● WHAT NEEDS TO BE DONE: Rewrite the entries below, changing "young woman" to "elderly man" wherever it appears and keeping every other line the same.

**** DATASET CONTENT

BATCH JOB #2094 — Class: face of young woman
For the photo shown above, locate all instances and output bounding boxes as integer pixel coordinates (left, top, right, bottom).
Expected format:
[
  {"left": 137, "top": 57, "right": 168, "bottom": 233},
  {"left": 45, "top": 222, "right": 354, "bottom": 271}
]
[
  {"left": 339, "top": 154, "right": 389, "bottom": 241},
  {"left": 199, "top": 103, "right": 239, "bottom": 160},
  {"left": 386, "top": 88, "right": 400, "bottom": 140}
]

********

● COMPLETED TASK:
BATCH JOB #2094 — Class: face of elderly man
For the photo shown above, locate all instances and output bounding boxes as integer pixel coordinates (left, top, right, bottom).
Expected format:
[
  {"left": 137, "top": 57, "right": 168, "bottom": 233},
  {"left": 45, "top": 222, "right": 354, "bottom": 271}
]
[
  {"left": 339, "top": 154, "right": 389, "bottom": 241},
  {"left": 199, "top": 103, "right": 239, "bottom": 160},
  {"left": 386, "top": 88, "right": 400, "bottom": 140}
]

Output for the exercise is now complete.